**Exercise requirements:** Look below for the line containing "Pick out every instance of the dark clothing"; write out that line and each one after it to the end, exactly, and nothing else.

##### Source material

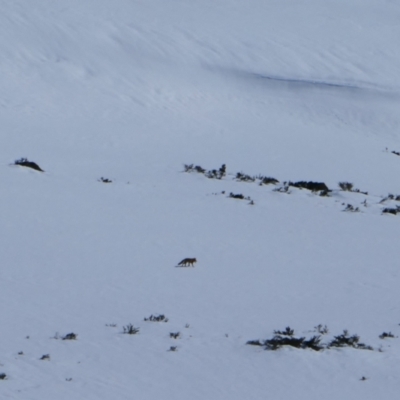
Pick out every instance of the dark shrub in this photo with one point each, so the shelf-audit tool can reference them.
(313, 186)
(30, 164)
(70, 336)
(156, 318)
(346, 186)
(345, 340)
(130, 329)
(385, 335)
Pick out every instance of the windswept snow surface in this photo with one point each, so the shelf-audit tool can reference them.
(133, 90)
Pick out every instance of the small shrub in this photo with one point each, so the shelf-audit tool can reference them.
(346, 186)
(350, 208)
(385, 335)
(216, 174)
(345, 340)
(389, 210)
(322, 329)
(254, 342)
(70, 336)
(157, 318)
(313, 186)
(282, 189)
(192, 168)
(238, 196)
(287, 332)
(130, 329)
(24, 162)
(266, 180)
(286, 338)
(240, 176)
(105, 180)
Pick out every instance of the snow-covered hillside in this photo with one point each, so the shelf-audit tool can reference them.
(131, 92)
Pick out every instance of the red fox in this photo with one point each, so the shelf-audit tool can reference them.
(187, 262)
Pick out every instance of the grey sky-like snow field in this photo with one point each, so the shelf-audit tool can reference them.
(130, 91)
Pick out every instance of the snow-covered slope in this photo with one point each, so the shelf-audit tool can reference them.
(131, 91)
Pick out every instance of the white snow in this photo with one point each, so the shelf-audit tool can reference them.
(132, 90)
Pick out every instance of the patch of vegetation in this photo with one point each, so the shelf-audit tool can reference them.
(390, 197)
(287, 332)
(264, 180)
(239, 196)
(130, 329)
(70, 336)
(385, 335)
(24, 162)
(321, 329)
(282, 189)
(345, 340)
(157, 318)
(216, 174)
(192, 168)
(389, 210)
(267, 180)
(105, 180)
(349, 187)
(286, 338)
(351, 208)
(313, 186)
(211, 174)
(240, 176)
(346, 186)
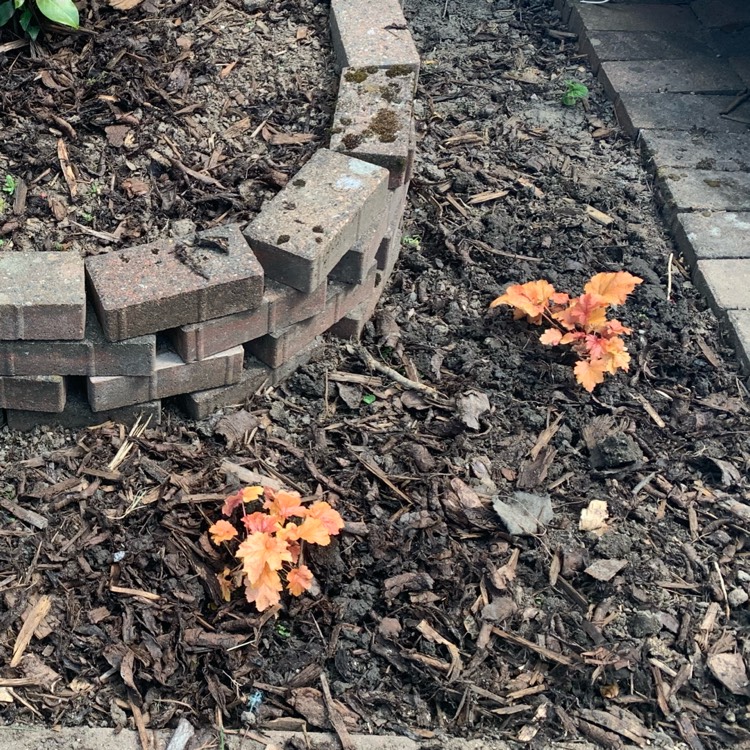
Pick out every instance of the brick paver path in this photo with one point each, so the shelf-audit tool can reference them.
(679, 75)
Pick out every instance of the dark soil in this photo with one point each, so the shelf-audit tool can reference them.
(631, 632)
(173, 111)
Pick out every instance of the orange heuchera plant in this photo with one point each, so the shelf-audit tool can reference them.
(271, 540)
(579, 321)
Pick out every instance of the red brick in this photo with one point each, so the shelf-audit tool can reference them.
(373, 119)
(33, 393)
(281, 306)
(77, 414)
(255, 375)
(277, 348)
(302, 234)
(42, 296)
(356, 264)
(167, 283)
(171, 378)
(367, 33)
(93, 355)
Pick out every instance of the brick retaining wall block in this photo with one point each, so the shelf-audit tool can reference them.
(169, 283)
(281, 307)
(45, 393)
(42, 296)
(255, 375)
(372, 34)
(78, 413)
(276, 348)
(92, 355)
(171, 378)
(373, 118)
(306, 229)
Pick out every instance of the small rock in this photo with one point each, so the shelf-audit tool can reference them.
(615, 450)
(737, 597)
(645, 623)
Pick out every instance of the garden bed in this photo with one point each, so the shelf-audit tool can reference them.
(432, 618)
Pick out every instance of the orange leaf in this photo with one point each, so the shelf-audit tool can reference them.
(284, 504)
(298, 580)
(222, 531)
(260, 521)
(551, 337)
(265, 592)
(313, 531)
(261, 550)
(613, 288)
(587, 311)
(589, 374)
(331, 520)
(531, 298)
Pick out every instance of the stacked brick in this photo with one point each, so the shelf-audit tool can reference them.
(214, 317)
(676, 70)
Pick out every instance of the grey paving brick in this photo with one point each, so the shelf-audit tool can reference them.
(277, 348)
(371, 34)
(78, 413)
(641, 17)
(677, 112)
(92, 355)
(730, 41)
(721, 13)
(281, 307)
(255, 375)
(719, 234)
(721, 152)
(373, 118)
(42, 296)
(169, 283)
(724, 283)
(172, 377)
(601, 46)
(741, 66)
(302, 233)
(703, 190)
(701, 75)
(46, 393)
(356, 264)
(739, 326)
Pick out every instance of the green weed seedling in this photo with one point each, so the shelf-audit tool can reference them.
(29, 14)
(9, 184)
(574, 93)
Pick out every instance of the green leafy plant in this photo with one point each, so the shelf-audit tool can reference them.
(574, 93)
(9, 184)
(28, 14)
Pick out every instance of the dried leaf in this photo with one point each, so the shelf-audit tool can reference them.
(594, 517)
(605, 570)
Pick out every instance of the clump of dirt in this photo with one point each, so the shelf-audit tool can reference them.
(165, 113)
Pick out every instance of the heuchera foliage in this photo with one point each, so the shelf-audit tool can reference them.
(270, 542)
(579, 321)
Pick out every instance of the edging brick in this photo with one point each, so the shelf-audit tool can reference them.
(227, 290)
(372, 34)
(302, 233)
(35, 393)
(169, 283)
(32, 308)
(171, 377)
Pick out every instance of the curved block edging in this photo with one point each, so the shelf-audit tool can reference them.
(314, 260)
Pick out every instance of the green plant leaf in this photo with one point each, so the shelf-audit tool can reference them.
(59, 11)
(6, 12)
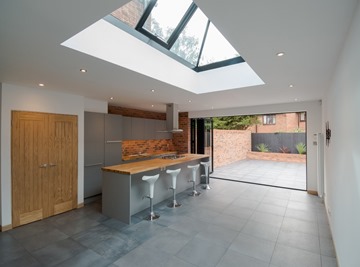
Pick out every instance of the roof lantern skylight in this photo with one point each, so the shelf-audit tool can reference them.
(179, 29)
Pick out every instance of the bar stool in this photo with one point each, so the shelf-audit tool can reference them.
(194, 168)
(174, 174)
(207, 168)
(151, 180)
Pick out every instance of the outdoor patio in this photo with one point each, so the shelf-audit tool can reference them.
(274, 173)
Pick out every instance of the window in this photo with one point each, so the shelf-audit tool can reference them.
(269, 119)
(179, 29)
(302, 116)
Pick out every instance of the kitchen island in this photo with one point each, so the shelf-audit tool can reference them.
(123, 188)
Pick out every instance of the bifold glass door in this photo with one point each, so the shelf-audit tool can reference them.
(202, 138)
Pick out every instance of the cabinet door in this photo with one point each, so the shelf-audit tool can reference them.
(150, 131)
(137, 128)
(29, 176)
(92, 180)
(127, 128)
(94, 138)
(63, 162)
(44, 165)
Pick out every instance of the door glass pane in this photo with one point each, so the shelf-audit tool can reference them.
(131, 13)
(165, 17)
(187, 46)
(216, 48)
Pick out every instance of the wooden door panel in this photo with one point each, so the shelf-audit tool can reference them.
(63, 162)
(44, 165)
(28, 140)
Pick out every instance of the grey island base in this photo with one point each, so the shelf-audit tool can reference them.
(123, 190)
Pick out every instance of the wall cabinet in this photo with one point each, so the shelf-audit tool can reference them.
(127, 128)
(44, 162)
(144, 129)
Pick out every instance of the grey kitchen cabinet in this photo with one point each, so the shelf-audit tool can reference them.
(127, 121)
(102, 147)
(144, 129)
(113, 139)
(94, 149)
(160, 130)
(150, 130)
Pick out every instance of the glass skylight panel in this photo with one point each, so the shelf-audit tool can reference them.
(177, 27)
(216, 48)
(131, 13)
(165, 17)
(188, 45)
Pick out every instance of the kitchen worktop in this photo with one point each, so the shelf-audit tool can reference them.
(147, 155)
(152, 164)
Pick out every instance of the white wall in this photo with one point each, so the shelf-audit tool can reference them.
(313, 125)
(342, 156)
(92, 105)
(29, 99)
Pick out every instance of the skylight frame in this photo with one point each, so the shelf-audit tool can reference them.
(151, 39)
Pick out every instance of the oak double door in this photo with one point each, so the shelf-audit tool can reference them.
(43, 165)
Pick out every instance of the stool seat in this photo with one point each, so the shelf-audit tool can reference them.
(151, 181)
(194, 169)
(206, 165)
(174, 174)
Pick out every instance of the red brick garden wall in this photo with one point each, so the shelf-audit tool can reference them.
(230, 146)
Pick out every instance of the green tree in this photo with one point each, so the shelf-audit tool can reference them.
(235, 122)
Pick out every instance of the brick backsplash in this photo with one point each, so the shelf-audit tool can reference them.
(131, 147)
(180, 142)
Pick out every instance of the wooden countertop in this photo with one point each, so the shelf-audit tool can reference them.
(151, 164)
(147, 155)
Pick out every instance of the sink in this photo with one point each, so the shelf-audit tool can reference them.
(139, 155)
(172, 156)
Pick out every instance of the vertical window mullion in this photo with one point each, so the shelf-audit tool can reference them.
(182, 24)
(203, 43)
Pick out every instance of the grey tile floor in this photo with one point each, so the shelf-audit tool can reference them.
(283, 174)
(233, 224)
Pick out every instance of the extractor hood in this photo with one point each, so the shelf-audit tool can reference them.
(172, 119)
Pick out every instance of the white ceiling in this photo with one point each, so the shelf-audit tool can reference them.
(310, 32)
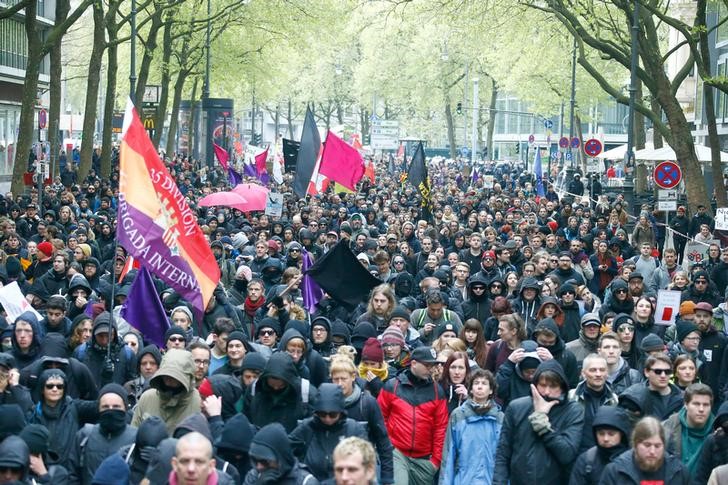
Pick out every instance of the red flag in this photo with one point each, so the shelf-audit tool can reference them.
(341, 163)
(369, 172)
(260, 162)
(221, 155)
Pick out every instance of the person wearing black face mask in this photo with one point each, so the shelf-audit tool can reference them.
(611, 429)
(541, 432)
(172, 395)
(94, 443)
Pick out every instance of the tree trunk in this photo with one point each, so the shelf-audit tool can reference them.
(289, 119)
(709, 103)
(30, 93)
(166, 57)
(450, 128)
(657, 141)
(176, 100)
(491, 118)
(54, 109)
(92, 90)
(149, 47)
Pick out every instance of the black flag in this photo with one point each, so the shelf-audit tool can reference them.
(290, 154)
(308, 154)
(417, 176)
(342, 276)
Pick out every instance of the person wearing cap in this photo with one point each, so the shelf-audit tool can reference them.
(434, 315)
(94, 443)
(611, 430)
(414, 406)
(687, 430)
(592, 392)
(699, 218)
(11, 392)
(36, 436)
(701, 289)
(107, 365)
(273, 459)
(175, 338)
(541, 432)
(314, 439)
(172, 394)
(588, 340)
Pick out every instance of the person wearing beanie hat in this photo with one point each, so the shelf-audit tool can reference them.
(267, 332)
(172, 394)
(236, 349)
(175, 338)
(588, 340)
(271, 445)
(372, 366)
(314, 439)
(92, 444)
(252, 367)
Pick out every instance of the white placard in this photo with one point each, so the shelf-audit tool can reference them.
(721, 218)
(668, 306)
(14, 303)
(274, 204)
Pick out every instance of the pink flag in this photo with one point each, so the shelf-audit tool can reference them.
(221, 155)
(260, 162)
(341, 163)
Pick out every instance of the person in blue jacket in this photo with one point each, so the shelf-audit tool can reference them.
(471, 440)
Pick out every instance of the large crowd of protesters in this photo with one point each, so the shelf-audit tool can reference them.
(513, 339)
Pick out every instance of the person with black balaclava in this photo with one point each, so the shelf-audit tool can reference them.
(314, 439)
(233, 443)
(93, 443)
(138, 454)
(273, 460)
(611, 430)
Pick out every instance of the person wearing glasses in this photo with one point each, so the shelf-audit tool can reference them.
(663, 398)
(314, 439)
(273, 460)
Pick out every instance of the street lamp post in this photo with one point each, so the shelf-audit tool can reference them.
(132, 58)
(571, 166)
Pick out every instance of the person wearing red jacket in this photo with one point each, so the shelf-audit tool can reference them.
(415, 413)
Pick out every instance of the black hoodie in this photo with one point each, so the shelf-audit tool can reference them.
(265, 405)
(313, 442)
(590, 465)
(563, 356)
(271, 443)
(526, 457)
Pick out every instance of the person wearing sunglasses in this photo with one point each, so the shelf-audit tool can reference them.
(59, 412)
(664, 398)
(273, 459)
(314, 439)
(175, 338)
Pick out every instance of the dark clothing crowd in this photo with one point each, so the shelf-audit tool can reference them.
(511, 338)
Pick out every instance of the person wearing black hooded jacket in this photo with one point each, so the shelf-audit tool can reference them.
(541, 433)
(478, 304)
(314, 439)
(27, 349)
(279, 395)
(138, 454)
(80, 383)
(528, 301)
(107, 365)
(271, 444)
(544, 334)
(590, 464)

##########

**Solution to the exercise:**
Pick out every instance of the dark clothing crowd in this photo with one point each, so the shelf-audit tool can reference them.
(511, 338)
Pick out every instance of the person wearing black hooded jacket in this photo with one point each, so the shelf-audit tool can reference them.
(541, 433)
(478, 304)
(314, 439)
(27, 349)
(279, 395)
(138, 454)
(80, 383)
(528, 301)
(107, 365)
(271, 444)
(544, 334)
(590, 464)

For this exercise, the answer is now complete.